# Lemon Soaps



## Sibi (Sep 19, 2009)

I made these yesterday.  I finally achieved some pretty colors (don't know how???) but as always a little snag.  AGAIN, I got the gosh darn ash!!  GRRRRRR.  No matter what I do I get that stupid ash which I HATE!!  I made the tops textured and pretty then the ash monster reared its ugly head and ruined my pretty soap.  However this time I took the negative and turned it into a positive  I sliced off the ash with a knife and made my soaps nicely square so I had lots of scraps.  Since the scraps are still relatively soft I turned them into soap balls for some future soap down the road!  So despite the ash I'm happy with the way they turned out.  The scent is Lemon Verbena with a little forbidden fruit.  Not to crazy about the scent but maybe it'll turn into something nicer as they cure.  Here's the pics.  They're not that great cause they were taken with my cell phone but it's something.


----------



## Guest (Sep 19, 2009)

Those are so pretty-- great job! The soap balls will go great in a white soap don't you think?


----------



## Pug Mom (Sep 19, 2009)

They look nice to me!!!  Very pretty!  I wish I could smell them....


----------



## Guest (Sep 19, 2009)

Cell phone is good enough to show some pretty soap!


----------



## Guest (Sep 19, 2009)

They look beautiful Sibi , way to go .


----------



## Rosey (Sep 19, 2009)

Very nice!


----------



## LJA (Sep 19, 2009)

Oh Sibi, those are really really pretty!  I personally like squared off soaps, so I'm all over these!  Very nice!


----------



## Guest (Sep 19, 2009)

Love em. I use all my soap scraps to make soap balls. My customers eat them up. I put 3 in a bag and label and sell them. I make sure they are pretty good size. I dont know if they are using them or using them for decoration.


----------



## holly99 (Sep 19, 2009)

Those colors are pretty! I really like the idea of the soap balls in a white soap. That'd be gorgeous!


----------



## jarvan (Sep 19, 2009)

You said these are lemon soaps...did you achieve a decent lemon or is is really light?

I have NO...Zero...success with anything citrus. I have tried anchoring with clay so far and that seems useless.


----------



## gekko62 (Sep 19, 2009)

CastorFan said:
			
		

> Cell phone is good enough to show some pretty soap!



You betcha! I love the colour.They look great


----------



## rubato456 (Sep 19, 2009)

great idea to use the soap scraps for soap balls


----------



## Sibi (Sep 20, 2009)

-- Materials provided --
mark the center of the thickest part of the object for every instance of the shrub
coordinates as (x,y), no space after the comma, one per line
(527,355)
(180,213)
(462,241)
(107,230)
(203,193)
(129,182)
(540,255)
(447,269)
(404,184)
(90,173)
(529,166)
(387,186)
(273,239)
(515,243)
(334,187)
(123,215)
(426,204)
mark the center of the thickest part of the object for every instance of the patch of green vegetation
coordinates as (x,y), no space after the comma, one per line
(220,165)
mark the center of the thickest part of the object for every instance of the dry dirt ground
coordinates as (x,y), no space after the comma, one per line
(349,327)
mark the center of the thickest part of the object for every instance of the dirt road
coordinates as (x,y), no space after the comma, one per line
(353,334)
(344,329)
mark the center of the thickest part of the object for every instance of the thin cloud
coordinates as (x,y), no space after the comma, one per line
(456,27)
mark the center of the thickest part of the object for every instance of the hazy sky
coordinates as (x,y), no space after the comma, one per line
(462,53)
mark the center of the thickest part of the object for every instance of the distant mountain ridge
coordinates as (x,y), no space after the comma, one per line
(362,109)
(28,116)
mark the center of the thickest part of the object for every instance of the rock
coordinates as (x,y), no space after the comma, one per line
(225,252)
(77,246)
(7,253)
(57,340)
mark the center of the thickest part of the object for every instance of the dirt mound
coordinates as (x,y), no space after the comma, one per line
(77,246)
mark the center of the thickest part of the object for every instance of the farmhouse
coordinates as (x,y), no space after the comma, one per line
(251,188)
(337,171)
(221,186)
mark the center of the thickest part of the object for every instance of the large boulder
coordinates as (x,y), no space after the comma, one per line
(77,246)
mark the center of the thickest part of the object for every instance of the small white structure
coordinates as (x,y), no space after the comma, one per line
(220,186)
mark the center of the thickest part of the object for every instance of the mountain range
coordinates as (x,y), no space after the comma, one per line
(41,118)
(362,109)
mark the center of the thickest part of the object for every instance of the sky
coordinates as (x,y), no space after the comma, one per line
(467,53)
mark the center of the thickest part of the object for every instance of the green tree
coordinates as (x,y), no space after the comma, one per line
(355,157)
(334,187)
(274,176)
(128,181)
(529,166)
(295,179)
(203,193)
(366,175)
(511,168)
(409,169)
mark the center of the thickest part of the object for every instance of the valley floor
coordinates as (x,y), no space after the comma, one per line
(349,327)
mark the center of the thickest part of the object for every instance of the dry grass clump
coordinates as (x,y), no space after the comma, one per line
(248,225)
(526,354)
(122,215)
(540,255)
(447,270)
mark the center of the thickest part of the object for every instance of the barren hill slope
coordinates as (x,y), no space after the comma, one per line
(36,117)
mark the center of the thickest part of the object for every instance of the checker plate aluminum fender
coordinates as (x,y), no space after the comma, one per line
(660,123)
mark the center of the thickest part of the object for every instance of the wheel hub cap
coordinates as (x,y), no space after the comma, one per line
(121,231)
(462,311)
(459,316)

-- Exercise tasks --
A: Give the number of lines in the records that contain the string "mountain", treating uppercase and lowercase letters as different. Reply with the number alone.
B: Continue the forum thread on lemon soaps from its final line.

-- Task responses --
A: 2

B:
jarvan said:
			
		

> You said these are lemon soaps...did you achieve a decent lemon or is is really light?
> 
> I have NO...Zero...success with anything citrus. I have tried anchoring with clay so far and that seems useless.



I used 2/3 lemon scent and 1/3 forbidden fruit scent.  And all I really smell is the fruity scent, the lemon has faded pretty much, much to my dismay.  Guess it'll take a few more tries before I master the lemon scent (if ever).  Anyone out there master the lemon scent yet?  How???? :?


----------



## Sibi (Sep 20, 2009)

Thanks for all your kind words everyone!


----------



## Billie (Sep 20, 2009)

Those are great swirls and I like the idea of using the balls in another batch.


----------



## vivcarm (Sep 23, 2009)

Pretty soaps Sibi!


----------



## IanT (Sep 23, 2009)

very nice soaps!! Do they smell really lemon-y?


----------



## lecheymiel (Sep 24, 2009)

seems so soft... I like it so much
 :!:  :!:  :!:  :!:  :!:  :!: 

Bibs


----------



## Sibi (Sep 24, 2009)

Thanks for all the positive comments everyone!!  As far as the scent goes....I've noticed that as it cures it IS getting a more lemon-y scent  It's growing on me.


----------



## Saltysteele (Sep 24, 2009)

they look great, sibi!

may i ask how you got that type of coloring?  1) i'm terrible at creatively coloring my soaps, very predictable, 2) pretty standard coloring techniques

i'm soooo jealous


----------



## IanT (Sep 24, 2009)

Saltysteele said:
			
		

> they look great, sibi!
> 
> may i ask how you got that type of coloring?  1) i've terrible at creatively coloring my soaps, very predictable, 2) pretty standard coloring techniques
> 
> i'm soooo jealous



you have an awesome avatar


----------



## Saltysteele (Sep 24, 2009)

lol

Mr. Bean is the BOMB!!    

It is one of the few shows/movies in television history I can repeatedly watch over and over


----------



## Milla (Sep 29, 2009)

I think I missed this before.  I LOVE your swirls!  so pretty!


----------



## Sibi (Sep 30, 2009)

Saltysteele said:
			
		

> they look great, sibi!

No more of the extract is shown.